• _Problem to solve_
Rewrite the entries from the line holding "Target: brick arch" through the last entry, inclusive, changing "cupola" to "lantern" and leaving everything else as it is.

------------------------------------------------

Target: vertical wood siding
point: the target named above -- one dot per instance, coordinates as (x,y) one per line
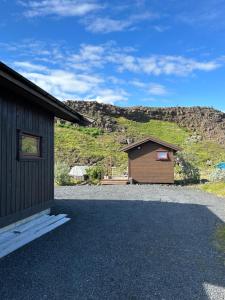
(145,168)
(24,184)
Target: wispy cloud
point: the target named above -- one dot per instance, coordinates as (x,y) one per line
(165,65)
(151,88)
(63,8)
(108,24)
(70,85)
(83,73)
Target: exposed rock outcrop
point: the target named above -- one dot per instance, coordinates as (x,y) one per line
(207,121)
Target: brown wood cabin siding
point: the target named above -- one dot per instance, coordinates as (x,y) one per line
(26,186)
(145,168)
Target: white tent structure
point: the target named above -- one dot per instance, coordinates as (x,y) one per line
(79,172)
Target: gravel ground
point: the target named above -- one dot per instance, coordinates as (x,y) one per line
(123,242)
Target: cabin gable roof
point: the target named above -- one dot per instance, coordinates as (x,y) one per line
(15,81)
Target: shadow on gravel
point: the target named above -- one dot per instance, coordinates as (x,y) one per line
(118,250)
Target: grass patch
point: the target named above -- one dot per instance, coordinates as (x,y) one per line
(84,145)
(217,188)
(220,238)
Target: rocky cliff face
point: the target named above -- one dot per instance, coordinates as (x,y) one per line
(207,121)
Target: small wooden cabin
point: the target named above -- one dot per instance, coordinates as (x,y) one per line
(27,146)
(151,161)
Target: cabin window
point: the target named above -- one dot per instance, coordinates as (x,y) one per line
(30,146)
(162,155)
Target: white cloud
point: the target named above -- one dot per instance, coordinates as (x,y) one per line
(108,24)
(58,82)
(95,71)
(69,85)
(63,8)
(157,89)
(89,56)
(165,65)
(29,66)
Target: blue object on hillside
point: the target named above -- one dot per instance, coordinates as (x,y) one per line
(220,165)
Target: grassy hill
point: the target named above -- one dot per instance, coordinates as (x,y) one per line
(79,145)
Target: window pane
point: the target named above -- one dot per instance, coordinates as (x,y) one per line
(162,155)
(30,145)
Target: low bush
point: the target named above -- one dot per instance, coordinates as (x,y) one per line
(62,174)
(217,175)
(186,170)
(94,173)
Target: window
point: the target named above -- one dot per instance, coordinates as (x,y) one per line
(162,155)
(30,145)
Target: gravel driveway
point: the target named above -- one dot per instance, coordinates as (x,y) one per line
(123,242)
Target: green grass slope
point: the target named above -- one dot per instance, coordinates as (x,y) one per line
(93,146)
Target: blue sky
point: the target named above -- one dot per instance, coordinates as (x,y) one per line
(139,52)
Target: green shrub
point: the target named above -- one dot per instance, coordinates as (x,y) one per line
(95,173)
(217,175)
(62,174)
(186,170)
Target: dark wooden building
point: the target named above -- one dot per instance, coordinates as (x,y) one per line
(27,145)
(151,161)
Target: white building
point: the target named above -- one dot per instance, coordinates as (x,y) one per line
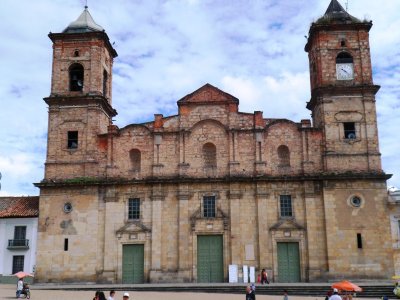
(18,235)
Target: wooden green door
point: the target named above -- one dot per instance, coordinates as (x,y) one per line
(210,265)
(133,264)
(288,262)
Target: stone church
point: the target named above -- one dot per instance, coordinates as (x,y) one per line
(180,198)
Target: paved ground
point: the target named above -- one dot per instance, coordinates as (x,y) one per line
(8,292)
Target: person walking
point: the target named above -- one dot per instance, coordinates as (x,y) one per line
(99,295)
(335,295)
(285,295)
(250,295)
(264,277)
(112,294)
(20,287)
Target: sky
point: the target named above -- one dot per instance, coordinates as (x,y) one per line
(252,49)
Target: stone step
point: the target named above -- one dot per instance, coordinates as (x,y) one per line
(312,290)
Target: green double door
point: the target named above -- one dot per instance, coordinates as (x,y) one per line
(133,263)
(210,265)
(288,262)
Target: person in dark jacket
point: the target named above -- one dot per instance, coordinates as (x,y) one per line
(264,277)
(250,295)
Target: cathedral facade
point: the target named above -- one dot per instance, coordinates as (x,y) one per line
(180,198)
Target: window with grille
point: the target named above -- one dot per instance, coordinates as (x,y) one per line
(136,157)
(286,206)
(284,156)
(20,233)
(209,207)
(105,79)
(134,209)
(210,155)
(18,263)
(72,140)
(76,77)
(349,130)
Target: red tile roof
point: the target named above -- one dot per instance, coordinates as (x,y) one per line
(19,207)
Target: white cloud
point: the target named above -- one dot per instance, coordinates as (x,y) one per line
(167,49)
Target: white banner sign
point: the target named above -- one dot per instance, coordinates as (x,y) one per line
(252,274)
(245,274)
(233,273)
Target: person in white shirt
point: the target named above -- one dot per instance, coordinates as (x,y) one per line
(20,287)
(335,295)
(112,294)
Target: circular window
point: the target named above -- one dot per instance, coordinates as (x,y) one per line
(355,201)
(67,207)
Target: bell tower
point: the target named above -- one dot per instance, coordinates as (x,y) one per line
(80,100)
(342,91)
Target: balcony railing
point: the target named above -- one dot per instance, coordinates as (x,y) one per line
(18,244)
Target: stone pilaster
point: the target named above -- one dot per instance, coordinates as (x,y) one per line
(184,266)
(156,241)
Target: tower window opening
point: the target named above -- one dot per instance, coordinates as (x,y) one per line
(349,130)
(76,78)
(105,79)
(344,58)
(359,241)
(72,140)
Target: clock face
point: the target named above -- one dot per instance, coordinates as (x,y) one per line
(344,71)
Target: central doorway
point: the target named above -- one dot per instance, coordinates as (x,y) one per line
(133,263)
(288,262)
(210,264)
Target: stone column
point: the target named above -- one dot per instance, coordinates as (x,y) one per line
(156,244)
(184,264)
(315,241)
(235,194)
(265,256)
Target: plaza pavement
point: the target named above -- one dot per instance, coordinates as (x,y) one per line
(78,292)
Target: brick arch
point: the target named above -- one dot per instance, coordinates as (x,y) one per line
(135,157)
(76,75)
(208,121)
(209,151)
(283,156)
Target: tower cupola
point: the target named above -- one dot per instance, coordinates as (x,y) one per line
(84,23)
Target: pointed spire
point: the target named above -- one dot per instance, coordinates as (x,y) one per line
(84,23)
(333,7)
(337,14)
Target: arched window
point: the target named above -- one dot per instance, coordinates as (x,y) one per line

------------------------------------------------

• _Answer to the task_
Target: brick arch
point: the target named above -- one dot per instance, coordinates as (x,y) one per line
(135,157)
(76,75)
(208,121)
(209,151)
(283,156)
Target: tower lantern
point: the target named above -- one dot per instance, coordinates as (x,y) one per line
(84,23)
Target: pointed spire
point: the target named above -- one dot per instance, coordinates as (x,y) one per line
(84,23)
(333,7)
(337,14)
Target: arched window
point: the target named above -- one dot per instance, coordinates as (x,y) one per line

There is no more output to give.